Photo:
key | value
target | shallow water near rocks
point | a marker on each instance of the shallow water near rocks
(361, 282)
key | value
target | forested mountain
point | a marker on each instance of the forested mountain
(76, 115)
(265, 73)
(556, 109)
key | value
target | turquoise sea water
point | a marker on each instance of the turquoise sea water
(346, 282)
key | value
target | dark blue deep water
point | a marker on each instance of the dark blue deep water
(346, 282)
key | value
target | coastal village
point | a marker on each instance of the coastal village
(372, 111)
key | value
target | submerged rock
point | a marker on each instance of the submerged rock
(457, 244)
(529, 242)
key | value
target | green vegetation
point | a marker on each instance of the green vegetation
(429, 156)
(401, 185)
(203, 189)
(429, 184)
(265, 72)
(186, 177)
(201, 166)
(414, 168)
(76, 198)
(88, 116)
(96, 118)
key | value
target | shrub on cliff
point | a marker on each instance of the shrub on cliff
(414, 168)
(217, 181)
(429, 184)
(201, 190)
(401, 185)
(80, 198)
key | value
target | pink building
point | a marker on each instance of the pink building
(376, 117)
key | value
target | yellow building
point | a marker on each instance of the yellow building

+++

### What is required
In this exercise, the data above is to be printed exactly.

### Expected answer
Photo:
key | value
target | shallow water near rocks
point | a marker on each instance of the shallow water near rocks
(361, 282)
key | value
target | forested mountain
point | a marker on each instance of the forested mountain
(76, 115)
(265, 73)
(556, 109)
key | value
target | turquoise sea water
point | a marker on each instance of the turquoise sea water
(346, 282)
key | value
target | dark blue deep water
point | a marker on each instance of the dark blue deep water
(346, 282)
key | value
target | coastal village
point | a marker on each instance of the coastal village
(372, 111)
key | value
target | submerged rock
point | a marker on each instance of the submerged rock
(457, 244)
(529, 242)
key | value
target | green vegetation
point | a marker on each instance of the green vegetation
(429, 156)
(401, 185)
(203, 189)
(429, 184)
(265, 72)
(186, 177)
(201, 166)
(414, 168)
(76, 198)
(88, 116)
(96, 118)
key | value
target | shrub on cliff
point | a marker on each instance of the shrub on cliff
(414, 168)
(217, 181)
(429, 184)
(201, 190)
(401, 185)
(80, 198)
key | value
target | pink building
point | a marker on each instance of the pink building
(376, 117)
key | value
target | yellow building
point | a marker on each instance of the yellow building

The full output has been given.